# [EVDL] Electric Scooter



## EVDL List (Jul 27, 2007)

I have an electric scooter that I am putting back together.

The trouble is with the chain, which makes a grinding noise at lower
speeds. It is not rubbing against anything. I have adjusted the
tightness of the chain several times, to no avail. No matter how much
I adjust it, makes a grinding noise a lower speeds. I tried putting a
bunch of grease on it, to see if it would quiet it down, but it still
makes the noise.

Also, I will be replacing the batteries, any suggestions? Does anyone
happen to have some worn-out lithium batteries that would still be
able to operate in a scooter. (the scooter only pulls 25 amps) Or does
anyone have any suggestions for some good, dependable AGM lead-acids?

_______________________________________________
For subscription options, see
http://lists.sjsu.edu/mailman/listinfo/ev


----------



## EVDL List (Jul 27, 2007)

Natural-language object grounding data
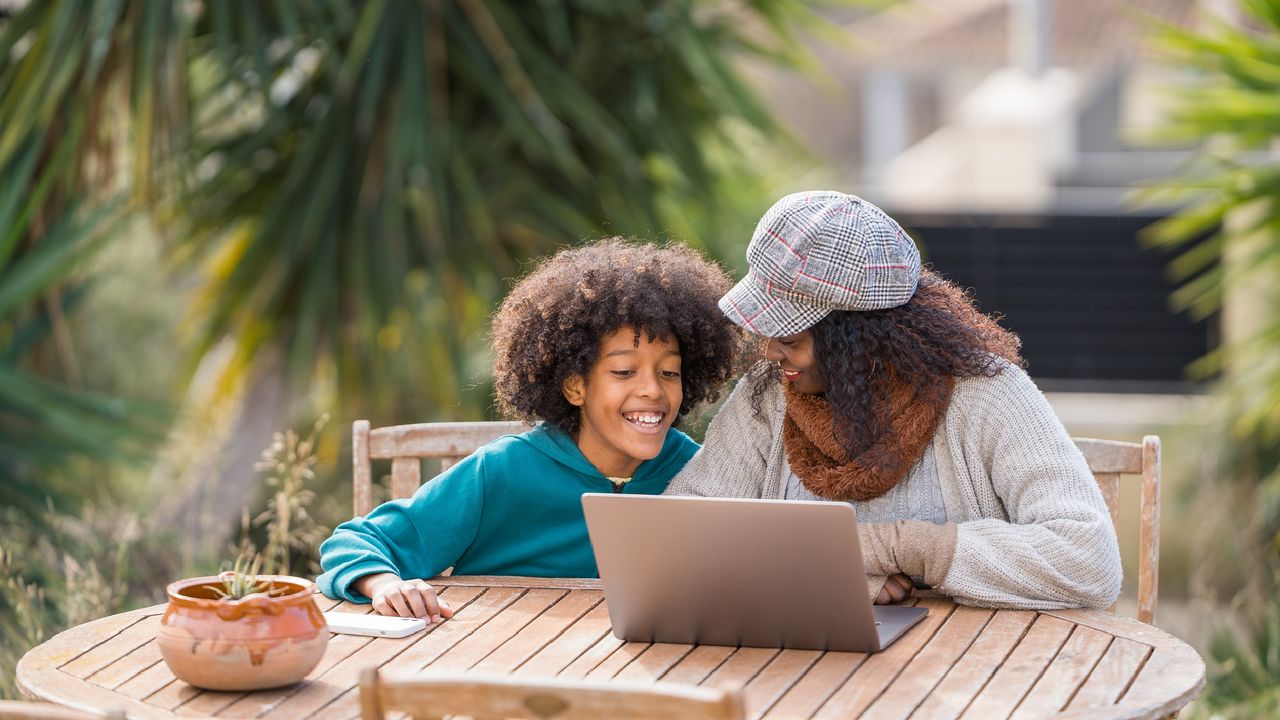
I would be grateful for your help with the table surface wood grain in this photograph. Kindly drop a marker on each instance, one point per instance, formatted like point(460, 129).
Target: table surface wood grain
point(959, 662)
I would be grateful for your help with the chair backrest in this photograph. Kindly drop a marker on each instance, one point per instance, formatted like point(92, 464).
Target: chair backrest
point(488, 696)
point(406, 446)
point(18, 710)
point(1107, 461)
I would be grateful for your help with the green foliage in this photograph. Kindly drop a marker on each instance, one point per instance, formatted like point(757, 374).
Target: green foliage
point(1230, 195)
point(242, 579)
point(1229, 231)
point(1244, 665)
point(350, 183)
point(393, 164)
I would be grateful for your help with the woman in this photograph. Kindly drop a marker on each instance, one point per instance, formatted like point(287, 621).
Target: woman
point(885, 387)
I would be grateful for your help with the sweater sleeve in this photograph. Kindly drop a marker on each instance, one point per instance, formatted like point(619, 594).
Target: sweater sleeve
point(732, 459)
point(1057, 547)
point(416, 537)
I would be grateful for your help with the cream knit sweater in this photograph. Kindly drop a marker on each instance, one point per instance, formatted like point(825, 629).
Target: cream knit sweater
point(1032, 527)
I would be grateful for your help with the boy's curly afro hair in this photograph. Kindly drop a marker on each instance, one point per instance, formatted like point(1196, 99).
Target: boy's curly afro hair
point(552, 323)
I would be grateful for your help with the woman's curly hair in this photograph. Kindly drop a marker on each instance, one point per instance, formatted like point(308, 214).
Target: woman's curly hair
point(551, 326)
point(936, 336)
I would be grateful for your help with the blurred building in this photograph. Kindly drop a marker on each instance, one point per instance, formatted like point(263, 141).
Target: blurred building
point(1008, 136)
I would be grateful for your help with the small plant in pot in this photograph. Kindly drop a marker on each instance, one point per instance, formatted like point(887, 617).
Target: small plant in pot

### What needs to be done
In the electric scooter post, quote each request for help that the poster makes about the replacement batteries. The entries are separate material and are not part of the electric scooter post.

### Problem solution
- "Also, I will be replacing the batteries, any suggestions?"
- "Does anyone happen to have some worn-out lithium batteries that would still be able to operate in a scooter."
- "Or does anyone have any suggestions for some good, dependable AGM lead-acids?"